═════ Source text
Niche is the leader in school search, dedicated to making the process of researching and enrolling in schools easy, transparent, and free. They are looking for a Senior Site Reliability Engineer to take ownership of reliability outcomes for critical services, lead incident response efforts, and mentor team members while driving improvements across their platform.
Responsibilities:
- Own and architect cloud infrastructure across AWS and GCP, including EC2, EKS/Kubernetes, RDS, ElastiCache, S3, and networking components (VPCs, load balancers, DNS), driving improvements that increase reliability and reduce operational burden
- Lead the design and implementation of secrets management strategies using Hashicorp Vault and other tools, establishing organizational standards for secure configuration management
- Architect and evolve infrastructure-as-code practices using Terraform, driving adoption of patterns that improve consistency and reduce deployment risk
- Design and optimize deployment pipelines and CI/CD systems, troubleshoot complex deployment failures with Git and FluxCD, and establish best practices for safe, reliable releases
- Support database operations including migrations and performance tuning
- Own Kafka clusters and message queue systems, including architecture decisions, capacity planning, and troubleshooting complex processing issues
- Participate in 24/7 oncall rotations, responding to alerts, triaging incidents, and coordinating with development teams to resolve production issues
- Design and implement monitoring, alerting, and observability strategies using Prometheus, Grafana, Sumo Logic, and related tools, establishing organizational standards that catch issues before customers notice them
- Define and own Service Level Indicators (SLIs) and Service Level Objectives (SLOs) for critical services, balancing business needs with engineering resources
- Lead blameless post-mortems, write comprehensive incident analyses that teach others, and drive systemic improvements that prevent entire classes of incidents
- Champion access controls, IAM policies, and security configurations across cloud environments, ensuring infrastructure meets compliance and security requirements
- Identify and eliminate systemic sources of operational toil by designing automation, building self-service tooling, and improving developer workflows that scale the team's impact
- Lead AI-assisted automation initiatives to streamline SRE processes, implementing solutions that reduce toil and improve incident response
- Partner with product development teams as the reliability subject matter expert, providing architecture guidance, production readiness reviews, and proactive capacity planning
- Mentor and coach SRE team members, helping them develop technical skills and operational judgment through pairing, code review, and incident response shadowing
- Lead knowledge sharing initiatives, demos, and cross-team collaboration to elevate reliability culture and operational excellence across the engineering organization
- Learn about Niche by meeting with various team members to learn more about our company through our Onboarding meetings
- Shadow SRE team members to learn about our tech stack (AWS, GCP, Kubernetes, Terraform, Vault), the products we support, and our development standards
- Gain access to production systems, observability tools, and documentation
- Begin contributing to bug fixes, documentation improvements, and small infrastructure tasks for initial exposure and impact
- Gain familiarity with our platform's underlying application stacks, deployment processes, and software development lifecycle
- Collaborate with SRE team members to implement new features and improvements within our infrastructure
- Participate in code reviews and provide constructive feedback on infrastructure changes
- Have the skills and knowledge to help analyze and resolve production issues, becoming a participant in oncall rotations
- Begin partnering with product development teams to provide platform reliability guidance
- Continue gaining exposure to critical subsystems including databases, data automation, Kafka, task orchestration, and observability platforms
- Be an advocate for reliability standards within your product team partnerships, empowering developers to move faster with confidence
- Contribute to automation initiatives that reduce operational toil and improve team efficiency
- Support compliance efforts by maintaining security controls and contributing to audit evidence collection
- Confidently troubleshoot and resolve complex production issues across our distributed systems
- Identify areas for improvement in our infrastructure, research best practices, and make recommendations to the team
- Use your growing knowledge of our applications to help developers implement changes that increase reliability
- Contribute to defining SLIs and SLOs for services and help establish observability coverage
- Practice and help define what it means to be an SRE at Niche
Requirements:
- 5+ years experience with cloud platforms (AWS or GCP) and container orchestration systems (Kubernetes/Docker)
══════════
[Goal A] Print, character for character, the lines of the records from the line with "Kindly give the mask of every instance of the windshield" up to and including the line with "79L190 77L191 63L189".
The job posting and the records come from unrelated sources.
═════ Exercise input
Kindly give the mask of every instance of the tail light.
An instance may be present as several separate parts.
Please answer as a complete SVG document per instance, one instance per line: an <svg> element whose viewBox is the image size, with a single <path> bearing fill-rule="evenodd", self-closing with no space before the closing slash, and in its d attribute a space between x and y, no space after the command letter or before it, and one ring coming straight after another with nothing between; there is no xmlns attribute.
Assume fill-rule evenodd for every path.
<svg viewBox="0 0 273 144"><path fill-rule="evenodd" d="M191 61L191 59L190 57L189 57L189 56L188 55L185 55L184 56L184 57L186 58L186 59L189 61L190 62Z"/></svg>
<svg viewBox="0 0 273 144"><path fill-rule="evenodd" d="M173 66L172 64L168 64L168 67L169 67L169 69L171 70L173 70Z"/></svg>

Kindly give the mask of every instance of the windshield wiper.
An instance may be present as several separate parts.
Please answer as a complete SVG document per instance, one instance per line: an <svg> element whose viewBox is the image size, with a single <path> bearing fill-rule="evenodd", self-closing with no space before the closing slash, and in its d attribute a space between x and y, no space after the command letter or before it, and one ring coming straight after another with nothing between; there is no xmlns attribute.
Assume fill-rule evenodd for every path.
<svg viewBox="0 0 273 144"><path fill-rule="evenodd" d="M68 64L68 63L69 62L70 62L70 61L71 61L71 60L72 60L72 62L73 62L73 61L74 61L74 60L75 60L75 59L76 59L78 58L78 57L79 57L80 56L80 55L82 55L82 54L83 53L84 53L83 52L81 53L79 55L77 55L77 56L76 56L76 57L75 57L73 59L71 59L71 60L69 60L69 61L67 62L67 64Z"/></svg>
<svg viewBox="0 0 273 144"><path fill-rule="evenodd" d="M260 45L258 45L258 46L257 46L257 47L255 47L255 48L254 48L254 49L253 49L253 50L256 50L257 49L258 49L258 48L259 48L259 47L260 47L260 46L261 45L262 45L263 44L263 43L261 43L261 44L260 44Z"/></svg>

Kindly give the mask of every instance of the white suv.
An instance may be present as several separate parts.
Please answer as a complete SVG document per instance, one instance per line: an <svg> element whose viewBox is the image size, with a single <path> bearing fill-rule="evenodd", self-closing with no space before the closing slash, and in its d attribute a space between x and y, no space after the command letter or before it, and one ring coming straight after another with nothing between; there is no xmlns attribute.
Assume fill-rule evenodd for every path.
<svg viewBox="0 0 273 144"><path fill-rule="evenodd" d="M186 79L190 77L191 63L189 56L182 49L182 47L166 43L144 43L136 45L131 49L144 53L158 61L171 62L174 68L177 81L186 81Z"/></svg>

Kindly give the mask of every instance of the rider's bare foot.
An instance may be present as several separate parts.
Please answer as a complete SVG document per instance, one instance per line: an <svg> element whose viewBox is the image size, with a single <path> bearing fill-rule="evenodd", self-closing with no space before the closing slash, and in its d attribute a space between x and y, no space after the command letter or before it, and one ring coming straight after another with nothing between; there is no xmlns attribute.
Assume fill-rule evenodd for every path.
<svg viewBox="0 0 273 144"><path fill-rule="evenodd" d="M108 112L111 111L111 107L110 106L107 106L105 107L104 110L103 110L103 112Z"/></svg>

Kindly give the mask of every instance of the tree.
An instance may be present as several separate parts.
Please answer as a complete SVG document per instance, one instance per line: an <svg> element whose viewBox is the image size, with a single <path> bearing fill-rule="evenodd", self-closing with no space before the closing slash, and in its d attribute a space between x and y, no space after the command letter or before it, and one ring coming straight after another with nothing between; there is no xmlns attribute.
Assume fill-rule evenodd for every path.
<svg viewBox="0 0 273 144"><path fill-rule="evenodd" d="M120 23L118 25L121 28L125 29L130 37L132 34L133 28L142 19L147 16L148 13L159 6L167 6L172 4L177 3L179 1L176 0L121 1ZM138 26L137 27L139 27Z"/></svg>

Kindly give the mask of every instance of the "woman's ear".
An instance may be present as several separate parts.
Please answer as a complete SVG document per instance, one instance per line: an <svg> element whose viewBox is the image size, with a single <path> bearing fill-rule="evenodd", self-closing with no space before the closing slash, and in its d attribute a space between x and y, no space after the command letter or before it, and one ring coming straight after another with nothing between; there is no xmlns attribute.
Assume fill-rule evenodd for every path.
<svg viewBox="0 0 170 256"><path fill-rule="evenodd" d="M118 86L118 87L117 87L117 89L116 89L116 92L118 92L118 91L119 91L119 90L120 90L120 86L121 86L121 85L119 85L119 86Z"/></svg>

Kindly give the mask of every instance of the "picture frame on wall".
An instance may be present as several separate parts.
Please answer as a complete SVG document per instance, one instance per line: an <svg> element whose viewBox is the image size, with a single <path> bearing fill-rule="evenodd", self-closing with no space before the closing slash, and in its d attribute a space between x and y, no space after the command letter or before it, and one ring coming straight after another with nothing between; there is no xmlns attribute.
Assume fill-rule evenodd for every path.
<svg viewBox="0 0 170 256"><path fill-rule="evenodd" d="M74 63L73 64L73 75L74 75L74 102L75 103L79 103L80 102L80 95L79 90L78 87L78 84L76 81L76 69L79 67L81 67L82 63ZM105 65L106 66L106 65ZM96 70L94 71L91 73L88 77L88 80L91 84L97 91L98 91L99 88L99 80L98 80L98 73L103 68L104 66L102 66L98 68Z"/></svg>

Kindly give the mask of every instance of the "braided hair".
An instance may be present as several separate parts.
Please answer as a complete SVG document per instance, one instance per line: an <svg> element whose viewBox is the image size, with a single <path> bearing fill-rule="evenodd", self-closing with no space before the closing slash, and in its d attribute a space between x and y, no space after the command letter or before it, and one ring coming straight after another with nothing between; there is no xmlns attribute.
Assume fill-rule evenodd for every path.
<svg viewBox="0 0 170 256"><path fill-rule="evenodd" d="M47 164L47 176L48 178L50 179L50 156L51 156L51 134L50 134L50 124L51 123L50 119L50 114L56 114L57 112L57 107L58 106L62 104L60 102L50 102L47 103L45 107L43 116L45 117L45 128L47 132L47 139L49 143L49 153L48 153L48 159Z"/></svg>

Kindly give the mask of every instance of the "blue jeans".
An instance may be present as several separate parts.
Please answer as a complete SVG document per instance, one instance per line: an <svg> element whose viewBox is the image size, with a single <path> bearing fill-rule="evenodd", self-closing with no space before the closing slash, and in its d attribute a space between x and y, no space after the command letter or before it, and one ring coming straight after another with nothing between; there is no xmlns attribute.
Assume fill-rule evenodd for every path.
══════════
[Goal B] Output the passage of the job posting from "Niche is the" up to and including "across their platform.", word for word.

[Final result A]
Kindly give the mask of every instance of the windshield wiper.
An instance may be present as several separate parts.
Please answer as a complete SVG document per instance, one instance per line: an <svg> element whose viewBox is the image size, with a single <path> bearing fill-rule="evenodd", self-closing with no space before the closing slash, and in its d attribute a space between x and y, no space after the command letter or before it, and one ring coming straight after another with nothing between; there is no xmlns attribute.
Assume fill-rule evenodd for every path.
<svg viewBox="0 0 273 144"><path fill-rule="evenodd" d="M68 64L68 63L69 62L70 62L70 61L71 61L71 60L72 60L72 62L73 62L73 61L74 61L74 60L75 60L75 59L76 59L78 58L78 57L79 57L80 56L80 55L82 55L82 54L83 53L84 53L83 52L81 53L79 55L77 55L77 56L76 56L76 57L75 57L73 59L71 59L71 60L69 60L69 61L67 62L67 64Z"/></svg>
<svg viewBox="0 0 273 144"><path fill-rule="evenodd" d="M260 45L258 45L258 46L257 46L257 47L255 47L255 48L254 48L254 49L253 49L253 50L256 50L257 49L258 49L258 48L259 48L259 47L260 47L260 46L261 45L262 45L263 44L263 43L261 43L261 44L260 44Z"/></svg>

Kindly give the mask of every instance of the white suv.
An instance may be present as several separate parts.
Please answer as a complete SVG document per instance, one instance per line: an <svg> element whose viewBox is the image size, with a single <path> bearing fill-rule="evenodd", self-closing with no space before the closing slash, and in its d attribute a space between x and y, no space after the command letter or before it, and one ring coming straight after another with nothing between; there is no xmlns attribute.
Assume fill-rule evenodd for every path.
<svg viewBox="0 0 273 144"><path fill-rule="evenodd" d="M186 79L190 77L191 63L189 56L182 49L182 47L166 43L144 43L136 45L131 49L144 53L158 61L171 62L174 68L177 81L186 81Z"/></svg>

[Final result B]
Niche is the leader in school search, dedicated to making the process of researching and enrolling in schools easy, transparent, and free. They are looking for a Senior Site Reliability Engineer to take ownership of reliability outcomes for critical services, lead incident response efforts, and mentor team members while driving improvements across their platform.